**Given entries:**
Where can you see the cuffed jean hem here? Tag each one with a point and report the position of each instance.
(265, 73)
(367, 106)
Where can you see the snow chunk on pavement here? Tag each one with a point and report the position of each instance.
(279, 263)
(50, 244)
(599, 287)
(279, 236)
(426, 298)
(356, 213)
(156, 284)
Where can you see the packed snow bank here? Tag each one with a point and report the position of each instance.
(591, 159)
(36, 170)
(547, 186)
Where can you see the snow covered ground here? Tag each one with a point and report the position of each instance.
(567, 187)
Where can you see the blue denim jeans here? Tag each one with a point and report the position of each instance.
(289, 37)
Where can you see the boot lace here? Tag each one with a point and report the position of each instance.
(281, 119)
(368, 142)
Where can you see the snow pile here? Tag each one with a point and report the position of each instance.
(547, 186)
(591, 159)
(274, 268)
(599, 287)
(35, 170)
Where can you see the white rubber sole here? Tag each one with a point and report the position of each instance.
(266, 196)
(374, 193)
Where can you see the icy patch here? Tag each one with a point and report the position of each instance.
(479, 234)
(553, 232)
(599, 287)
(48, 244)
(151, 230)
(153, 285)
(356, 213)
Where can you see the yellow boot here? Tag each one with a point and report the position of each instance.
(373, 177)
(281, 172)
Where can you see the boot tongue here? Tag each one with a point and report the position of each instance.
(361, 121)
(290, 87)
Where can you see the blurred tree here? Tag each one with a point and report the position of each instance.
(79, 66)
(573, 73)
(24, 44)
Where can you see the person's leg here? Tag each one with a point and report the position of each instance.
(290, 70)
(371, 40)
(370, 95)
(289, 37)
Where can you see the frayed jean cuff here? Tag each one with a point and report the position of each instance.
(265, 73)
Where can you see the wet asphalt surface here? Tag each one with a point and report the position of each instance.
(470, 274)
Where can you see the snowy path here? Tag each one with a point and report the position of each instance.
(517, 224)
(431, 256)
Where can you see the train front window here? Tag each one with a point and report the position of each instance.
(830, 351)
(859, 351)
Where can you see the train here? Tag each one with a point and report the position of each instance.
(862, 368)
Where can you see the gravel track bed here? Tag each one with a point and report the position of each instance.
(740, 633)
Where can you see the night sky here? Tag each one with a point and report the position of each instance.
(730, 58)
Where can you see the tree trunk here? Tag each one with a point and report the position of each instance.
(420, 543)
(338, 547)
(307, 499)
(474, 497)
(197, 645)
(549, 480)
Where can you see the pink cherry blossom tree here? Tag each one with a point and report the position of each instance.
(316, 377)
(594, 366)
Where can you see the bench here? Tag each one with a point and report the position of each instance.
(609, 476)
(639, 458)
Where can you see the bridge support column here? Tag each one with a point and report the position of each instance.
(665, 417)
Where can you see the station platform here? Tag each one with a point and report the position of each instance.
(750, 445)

**Your goal:**
Start to finish, transcribe the listing above exactly.

**Result for this task:**
Where can you see the cuffed jean hem here? Tag each one with a point and report the position of each instance.
(265, 73)
(367, 106)
Where can you see the snow chunk on pavement here? Tag each one with a point and report the position of each instance.
(279, 263)
(50, 244)
(599, 287)
(279, 236)
(426, 298)
(356, 213)
(156, 284)
Where can you see the packed snow bank here? Tag each one with a point and report the position of each instance.
(591, 159)
(36, 170)
(547, 186)
Where can you see the snow covered ground here? Tag each one with a point and report the position of each instance.
(567, 187)
Where can you see the blue denim jeans here? Tag each one with a point and report the position of each instance.
(289, 37)
Where can you see the boot lace here? Tag each one with a point and report the position of each instance.
(281, 119)
(368, 142)
Where can you see the snow pile here? Tag each one with a point and report the position of each instance.
(547, 186)
(591, 159)
(274, 268)
(599, 287)
(35, 170)
Where can you see the white rubber sole here? Tag each one with a point and report the position of each instance.
(266, 196)
(374, 193)
Where can you see the icy patch here? Tag each one with a point and report the position of each instance.
(479, 234)
(553, 232)
(599, 287)
(48, 244)
(151, 230)
(153, 285)
(356, 213)
Where can you see the yellow boot here? Tag each one with a point and report the position of each instance.
(373, 177)
(281, 172)
Where can you see the boot tongue here? Tag each one with a point and report the position of each instance.
(361, 121)
(290, 87)
Where can you see the blurred tree here? Tag each one with a point and report the position of each instance.
(79, 66)
(573, 73)
(24, 44)
Where can you see the person's leg here? Tag each one with a point and report the position of each instance.
(290, 70)
(371, 40)
(370, 95)
(289, 37)
Where can you see the frayed jean cuff here? Tag each one with a point and report the position of each instance.
(265, 73)
Where can you see the wet asphalt surface here? Tag each one with a point and report the position of each instance.
(470, 274)
Where can you see the snowy path here? Tag each one with a point and report the position of each instance.
(517, 224)
(431, 256)
Where can you see the train front window here? Tag each one with a point and report the position of each instance.
(830, 351)
(859, 351)
Where can you see the train here? Tag each one with a point and report the position of each instance.
(862, 368)
Where can you see the gravel track bed here? Tag each one with a point and report the position of each instance.
(740, 633)
Where can you see the night sky here? Tag each one with a point and report the position of each instance.
(730, 58)
Where can you see the tree trunk here? Tag each one with a point and report the position of each instance.
(420, 543)
(338, 547)
(307, 499)
(474, 497)
(197, 645)
(549, 480)
Where can you see the pink cherry blossom tree here? Tag each one with a point and report the position of each instance.
(316, 377)
(594, 366)
Where can you see the bench here? Tag each one with a point and report the position of each instance.
(609, 476)
(639, 458)
Where can you see the bridge support column here? Tag each one with a point and report the position of each instance.
(665, 417)
Where can you see the station platform here? Tag each one with a point and report the position of each instance.
(750, 445)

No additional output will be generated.